◆ TASK DIRECTIONS:
Lay out the lines below as a numbered list, starting at the line containing "Please inspect the image for any front" and ending at the line containing "[0,13,350,80]", with both of those lines included and any blank lines omitted.

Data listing
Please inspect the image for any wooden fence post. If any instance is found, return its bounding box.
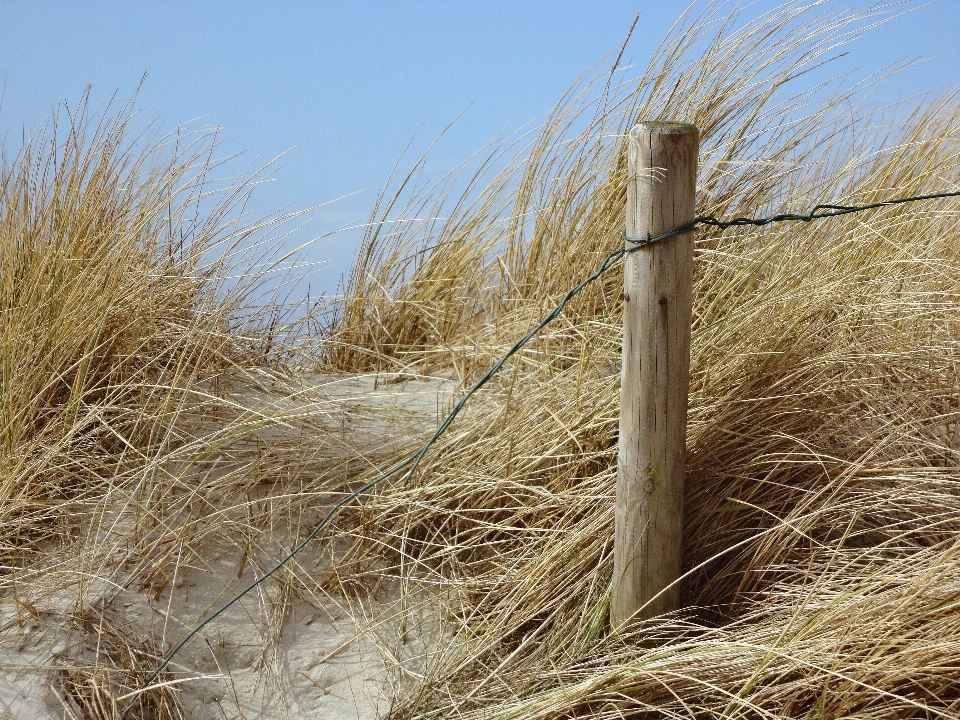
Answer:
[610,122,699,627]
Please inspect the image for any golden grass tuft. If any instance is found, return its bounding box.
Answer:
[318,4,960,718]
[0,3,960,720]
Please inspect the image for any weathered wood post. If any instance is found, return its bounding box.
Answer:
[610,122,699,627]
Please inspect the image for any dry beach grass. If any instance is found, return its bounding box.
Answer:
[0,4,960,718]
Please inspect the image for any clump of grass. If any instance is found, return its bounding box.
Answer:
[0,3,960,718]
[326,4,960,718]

...

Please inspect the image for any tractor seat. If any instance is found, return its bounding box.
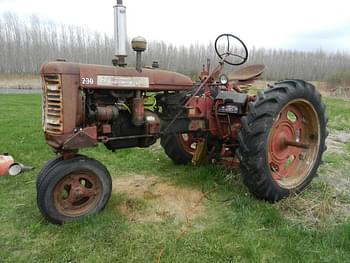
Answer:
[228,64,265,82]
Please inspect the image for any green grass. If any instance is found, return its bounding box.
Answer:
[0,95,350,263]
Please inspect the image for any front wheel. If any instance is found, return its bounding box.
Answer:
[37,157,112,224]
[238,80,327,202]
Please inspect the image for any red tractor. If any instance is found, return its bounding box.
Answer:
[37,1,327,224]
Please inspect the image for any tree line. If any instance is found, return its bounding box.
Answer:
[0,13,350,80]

◆ FULL ANSWER:
1. Please inspect the image for any front wheel. If any instance is found, return its bounding box.
2. Answer:
3. [37,157,112,224]
4. [238,80,327,202]
5. Please inspect the image for any red tractor. If any instance is found, return its bounding box.
6. Answer:
7. [37,1,327,224]
8. Please inspect the image for any tree line. If any instance is found, return its bounding box.
9. Answer:
10. [0,13,350,80]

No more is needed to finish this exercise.